#### Article ####
By | December 14th, 2021
Posted in Columns | % Comments
Image by Mike Romeo

Welcome to the Multiversity Year in Review for 2021! To call this a weird year is a Hulk-sized understatement, but one thing that was a pleasant surprise was the sheer number of interesting and excellent comics that came out this year. We’ve got over 25 categories to get through, so make sure you’re checking out all of the articles by using our 2021 Year in Review tag.

Best Animated Adaptation of a Comic
For this year, we decided to split up the animated and live action television adaptations, to give a little more space to some of our favorite shows. Here are our favorite animated series of the year.

3. Young Justice

Young Justice surprised us this year by dropping two episodes on the same day for season four “Phantoms”. But then again, surprises are something Young Justice excels at. Despite being based on 80 years of DC comic continuity the show doesn’t rely on the stories we already know. It takes these beloved characters and has expertly weaved a years long story where they are allowed to grow and change. Characters are allowed to get older and even die. They take DC’s established idea of character legacy and puts it on a realistic timeline.
#### Extracted entries ####
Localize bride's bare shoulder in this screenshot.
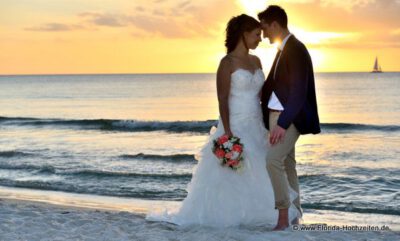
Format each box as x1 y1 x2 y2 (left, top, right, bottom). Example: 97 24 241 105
219 54 232 71
250 54 262 69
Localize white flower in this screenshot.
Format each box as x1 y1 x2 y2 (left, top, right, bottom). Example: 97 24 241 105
224 141 233 150
232 151 239 160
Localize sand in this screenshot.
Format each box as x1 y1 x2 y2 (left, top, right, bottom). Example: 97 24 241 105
0 187 400 241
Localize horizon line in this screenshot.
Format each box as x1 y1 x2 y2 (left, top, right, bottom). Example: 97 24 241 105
0 70 400 76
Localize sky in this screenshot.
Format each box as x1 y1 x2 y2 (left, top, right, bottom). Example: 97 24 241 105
0 0 400 75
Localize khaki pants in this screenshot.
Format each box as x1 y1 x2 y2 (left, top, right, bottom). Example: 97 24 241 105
267 112 302 213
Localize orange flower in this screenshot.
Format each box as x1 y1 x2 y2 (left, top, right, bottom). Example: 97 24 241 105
232 144 242 153
215 148 225 158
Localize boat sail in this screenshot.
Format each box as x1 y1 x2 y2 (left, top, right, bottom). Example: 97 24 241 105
372 57 382 73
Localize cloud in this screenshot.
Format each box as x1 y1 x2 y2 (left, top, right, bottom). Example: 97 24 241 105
79 12 124 27
25 0 240 38
25 23 84 32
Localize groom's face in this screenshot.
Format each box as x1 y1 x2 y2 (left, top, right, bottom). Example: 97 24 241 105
261 19 275 44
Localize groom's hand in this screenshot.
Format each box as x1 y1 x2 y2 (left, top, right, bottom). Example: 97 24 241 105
269 125 286 145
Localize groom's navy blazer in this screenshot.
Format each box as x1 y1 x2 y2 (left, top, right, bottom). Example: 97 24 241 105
261 35 321 134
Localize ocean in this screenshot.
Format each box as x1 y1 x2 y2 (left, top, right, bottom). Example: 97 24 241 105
0 73 400 216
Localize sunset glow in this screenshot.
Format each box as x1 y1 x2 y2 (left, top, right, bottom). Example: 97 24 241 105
0 0 400 74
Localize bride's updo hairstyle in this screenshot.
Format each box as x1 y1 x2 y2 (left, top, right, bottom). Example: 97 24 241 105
225 14 261 54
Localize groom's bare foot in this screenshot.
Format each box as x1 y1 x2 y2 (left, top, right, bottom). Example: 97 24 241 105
272 208 289 231
290 218 300 225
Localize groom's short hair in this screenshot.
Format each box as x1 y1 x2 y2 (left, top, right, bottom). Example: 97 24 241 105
258 5 287 29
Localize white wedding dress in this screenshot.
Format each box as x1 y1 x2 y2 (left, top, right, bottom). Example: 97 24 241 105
146 69 300 227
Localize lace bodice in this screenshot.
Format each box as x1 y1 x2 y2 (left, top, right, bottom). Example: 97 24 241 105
229 68 265 118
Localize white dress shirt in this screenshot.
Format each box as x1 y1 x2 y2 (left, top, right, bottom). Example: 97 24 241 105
268 33 292 111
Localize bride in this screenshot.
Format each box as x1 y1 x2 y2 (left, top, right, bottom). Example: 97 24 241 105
146 14 299 227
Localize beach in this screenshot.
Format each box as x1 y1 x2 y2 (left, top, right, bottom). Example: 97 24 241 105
0 73 400 241
0 188 400 241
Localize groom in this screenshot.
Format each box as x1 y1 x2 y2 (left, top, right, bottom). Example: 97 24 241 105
258 5 321 230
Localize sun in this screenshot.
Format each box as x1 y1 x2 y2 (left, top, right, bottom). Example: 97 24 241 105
237 0 267 17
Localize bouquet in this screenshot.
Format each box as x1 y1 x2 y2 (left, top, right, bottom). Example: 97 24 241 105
212 135 243 170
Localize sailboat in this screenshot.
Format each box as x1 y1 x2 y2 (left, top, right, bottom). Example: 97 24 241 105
371 57 382 73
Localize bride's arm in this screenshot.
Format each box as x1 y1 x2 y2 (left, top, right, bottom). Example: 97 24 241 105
217 57 233 136
254 56 262 99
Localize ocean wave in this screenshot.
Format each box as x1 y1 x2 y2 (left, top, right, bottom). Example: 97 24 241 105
0 117 216 133
301 203 400 215
119 153 196 163
0 117 400 133
0 151 34 158
0 163 192 180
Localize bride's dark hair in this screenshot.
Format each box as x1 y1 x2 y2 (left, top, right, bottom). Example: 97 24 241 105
225 14 261 53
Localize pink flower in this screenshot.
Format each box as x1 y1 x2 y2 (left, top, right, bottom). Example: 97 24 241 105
214 148 225 158
232 160 239 167
218 135 229 145
232 144 242 153
226 160 237 166
225 152 233 159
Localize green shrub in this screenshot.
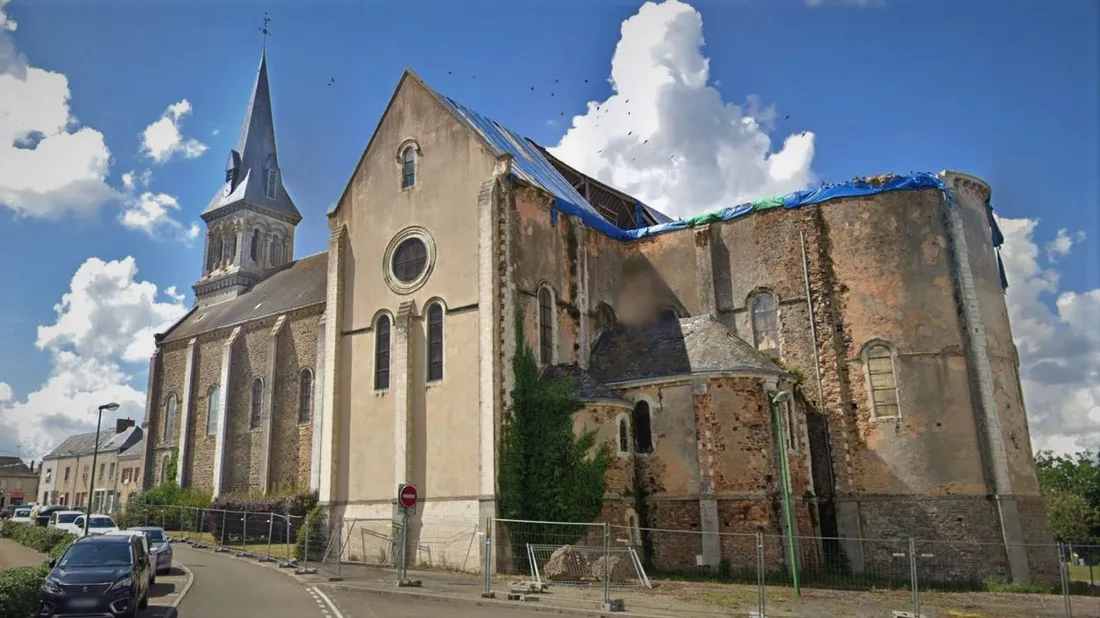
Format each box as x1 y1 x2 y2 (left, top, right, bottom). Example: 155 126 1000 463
294 506 327 562
0 566 50 617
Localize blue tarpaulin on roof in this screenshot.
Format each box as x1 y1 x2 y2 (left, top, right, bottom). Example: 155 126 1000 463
426 82 1009 288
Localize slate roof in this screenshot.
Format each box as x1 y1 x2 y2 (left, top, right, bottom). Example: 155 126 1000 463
161 252 329 342
202 52 301 223
0 455 39 478
542 364 629 406
589 316 785 384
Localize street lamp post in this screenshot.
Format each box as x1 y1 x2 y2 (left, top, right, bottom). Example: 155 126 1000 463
771 390 802 597
84 401 119 537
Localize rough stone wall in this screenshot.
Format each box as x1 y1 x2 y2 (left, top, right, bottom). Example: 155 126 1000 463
222 318 271 494
268 305 325 489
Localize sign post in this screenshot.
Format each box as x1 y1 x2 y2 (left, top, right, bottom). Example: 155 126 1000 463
397 483 420 588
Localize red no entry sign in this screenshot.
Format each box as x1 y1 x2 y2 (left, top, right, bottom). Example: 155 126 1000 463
397 485 417 508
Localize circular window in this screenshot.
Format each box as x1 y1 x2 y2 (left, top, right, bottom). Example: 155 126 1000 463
394 236 428 284
382 228 436 294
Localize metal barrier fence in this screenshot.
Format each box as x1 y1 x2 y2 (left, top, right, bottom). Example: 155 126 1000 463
119 507 1100 618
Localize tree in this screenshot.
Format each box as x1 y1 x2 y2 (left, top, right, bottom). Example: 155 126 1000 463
1035 451 1100 542
498 320 612 527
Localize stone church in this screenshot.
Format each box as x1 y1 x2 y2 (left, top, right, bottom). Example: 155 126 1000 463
####
### Brief
Copy the whole year-in-review article above word for word, keeping every line unchanged.

### Solution to this problem
By | December 14th, 2021
Posted in Columns | % Comments
Image by Mike Romeo

Welcome to the Multiversity Year in Review for 2021! To call this a weird year is a Hulk-sized understatement, but one thing that was a pleasant surprise was the sheer number of interesting and excellent comics that came out this year. We’ve got over 25 categories to get through, so make sure you’re checking out all of the articles by using our 2021 Year in Review tag.

Best Animated Adaptation of a Comic
For this year, we decided to split up the animated and live action television adaptations, to give a little more space to some of our favorite shows. Here are our favorite animated series of the year.

3. Young Justice

Young Justice surprised us this year by dropping two episodes on the same day for season four “Phantoms”. But then again, surprises are something Young Justice excels at. Despite being based on 80 years of DC comic continuity the show doesn’t rely on the stories we already know. It takes these beloved characters and has expertly weaved a years long story where they are allowed to grow and change. Characters are allowed to get older and even die. They take DC’s established idea of character legacy and puts it on a realistic timeline.